What is asked — Arrange every line of the rows below as a Markdown table with the columns Index and Line, numbering each line and skipping blank ones. Omit the pictures from your answer.
+++++
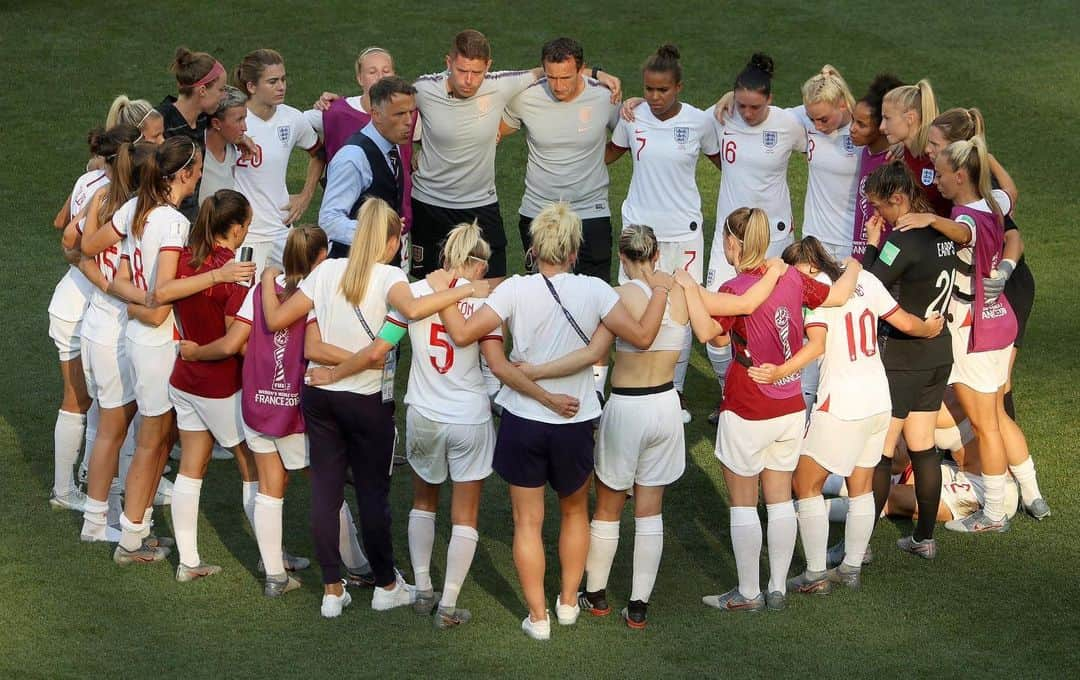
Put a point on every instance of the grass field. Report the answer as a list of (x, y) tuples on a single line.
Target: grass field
[(1001, 604)]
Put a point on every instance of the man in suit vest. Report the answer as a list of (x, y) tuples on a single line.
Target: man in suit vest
[(369, 164)]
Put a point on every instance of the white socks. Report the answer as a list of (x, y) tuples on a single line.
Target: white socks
[(782, 530), (267, 522), (185, 511), (421, 541), (459, 555), (648, 546), (994, 506), (1028, 484), (746, 542), (813, 528), (858, 529), (602, 548), (352, 555), (67, 440)]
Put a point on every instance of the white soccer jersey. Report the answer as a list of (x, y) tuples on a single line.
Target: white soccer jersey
[(457, 157), (262, 178), (832, 182), (852, 384), (541, 332), (107, 315), (72, 293), (445, 383), (338, 321), (165, 230), (754, 167), (663, 189)]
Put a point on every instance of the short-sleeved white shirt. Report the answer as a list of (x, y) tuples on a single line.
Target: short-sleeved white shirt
[(338, 321), (445, 383), (663, 189), (754, 166), (541, 332), (832, 182), (457, 158), (852, 384), (262, 179), (165, 230)]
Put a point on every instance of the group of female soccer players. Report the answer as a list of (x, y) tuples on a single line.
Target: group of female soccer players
[(833, 352)]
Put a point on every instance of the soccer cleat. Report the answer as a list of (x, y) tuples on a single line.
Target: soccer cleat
[(333, 604), (835, 556), (594, 602), (275, 586), (449, 617), (775, 600), (143, 555), (76, 500), (537, 629), (979, 522), (733, 601), (426, 601), (926, 548), (566, 614), (186, 574), (811, 583), (634, 614), (1038, 508), (848, 576)]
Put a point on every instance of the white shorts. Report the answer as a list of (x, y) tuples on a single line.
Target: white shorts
[(720, 271), (66, 337), (688, 255), (219, 417), (435, 449), (152, 366), (839, 446), (746, 447), (640, 440), (293, 449), (963, 494), (108, 372), (982, 371)]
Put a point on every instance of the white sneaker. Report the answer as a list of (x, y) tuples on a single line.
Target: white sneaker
[(333, 604), (403, 595), (567, 615), (537, 629)]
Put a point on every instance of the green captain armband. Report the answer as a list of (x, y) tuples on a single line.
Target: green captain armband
[(392, 331)]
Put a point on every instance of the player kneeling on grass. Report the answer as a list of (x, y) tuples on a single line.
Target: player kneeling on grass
[(849, 424)]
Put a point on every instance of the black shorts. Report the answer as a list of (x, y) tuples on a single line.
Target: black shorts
[(431, 223), (1020, 291), (917, 390), (531, 453), (594, 258)]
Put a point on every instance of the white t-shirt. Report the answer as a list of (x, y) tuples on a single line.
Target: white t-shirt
[(754, 166), (262, 178), (72, 293), (457, 157), (445, 383), (852, 383), (218, 174), (165, 230), (663, 189), (832, 182), (338, 321), (107, 315), (542, 332)]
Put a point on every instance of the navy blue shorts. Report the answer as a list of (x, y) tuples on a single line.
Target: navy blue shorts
[(531, 453)]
+++++
Expected answer —
| Index | Line |
|---|---|
| 1 | Put a point on every instance of the grass field. Report the answer as a list of (x, y) tuples on a single line. |
| 2 | Target: grass field |
| 3 | [(1001, 604)] |
| 4 | Put a point on every instance of the man in suit vest. Report the answer as a list of (x, y) tuples on a single line. |
| 5 | Target: man in suit vest |
| 6 | [(369, 164)] |
| 7 | Put a point on every instance of the white socks. Report the answer as a list of (x, y) tuples on a single line. |
| 8 | Target: white socks |
| 9 | [(782, 530), (267, 522), (185, 511), (421, 541), (459, 555), (648, 546), (994, 506), (1028, 484), (746, 542), (813, 528), (858, 529), (602, 548), (352, 555), (67, 440)] |
| 10 | Put a point on every instance of the white soccer jersey. Report the answer as a list of (x, y) tuples on a single line. |
| 11 | Target: white soccer jersey |
| 12 | [(457, 157), (262, 178), (832, 182), (852, 384), (541, 332), (107, 315), (72, 293), (445, 383), (338, 321), (165, 230), (754, 167), (663, 189)] |
| 13 | Put a point on every instance of the short-sleeved white shirt. Report the answer as a list of (x, y) tuples on a single line. |
| 14 | Target: short-sleeved white shirt |
| 15 | [(338, 321), (445, 383), (663, 189), (754, 166), (541, 332), (832, 182), (457, 158), (852, 384), (262, 179), (165, 230)] |
| 16 | Put a point on every instance of the group of female soccer players. Report the answer as a list of (x, y) tuples on a single line. |
| 17 | Target: group of female soccer players |
| 18 | [(833, 352)] |
| 19 | Put a point on every instance of the soccer cleat. Report the answer as a list of (x, y) tuples on a single line. |
| 20 | Target: soccer cleat |
| 21 | [(333, 604), (835, 556), (594, 602), (275, 586), (449, 617), (775, 600), (143, 555), (76, 500), (537, 629), (979, 522), (733, 601), (426, 601), (926, 548), (566, 614), (186, 574), (811, 583), (634, 614), (1038, 508), (848, 576)] |
| 22 | Put a point on every instance of the white shorts. Report the answer as a list of (x, y) tuples on a single line. |
| 23 | Target: white shorts |
| 24 | [(720, 271), (66, 337), (688, 255), (219, 417), (435, 449), (152, 366), (839, 446), (746, 447), (640, 440), (293, 449), (963, 494), (108, 372), (982, 371)] |
| 25 | Put a point on every instance of the white sneaker. Report the answer as a list of (x, y) tuples on a single line. |
| 26 | Target: white sneaker |
| 27 | [(333, 604), (403, 595), (567, 615), (537, 629)] |
| 28 | Put a point on every instance of the green captain armband. Report the answer as a list of (x, y) tuples on a single line. |
| 29 | Target: green captain armband |
| 30 | [(392, 331)] |
| 31 | Put a point on every instance of the player kneeling on grass. Report the answer as a list of (x, y) tuples on a single line. |
| 32 | Target: player kneeling on grass |
| 33 | [(849, 424)] |
| 34 | Put a point on every instance of the black shorts. Report the answer as a list of (x, y) tuples on a single line. |
| 35 | Target: black shorts |
| 36 | [(431, 223), (1020, 291), (917, 390), (531, 453), (594, 258)] |
| 37 | Put a point on every instance of the white t-shirt. Report the answer as a list of (x, y) tuples on a single line. |
| 38 | Target: white t-shirt |
| 39 | [(754, 166), (262, 178), (72, 293), (457, 157), (445, 383), (852, 383), (218, 174), (165, 230), (663, 189), (832, 182), (338, 321), (107, 315), (542, 332)] |
| 40 | Put a point on every instance of the navy blue shorts. Report the answer as a list of (x, y) tuples on a single line. |
| 41 | Target: navy blue shorts |
| 42 | [(531, 453)] |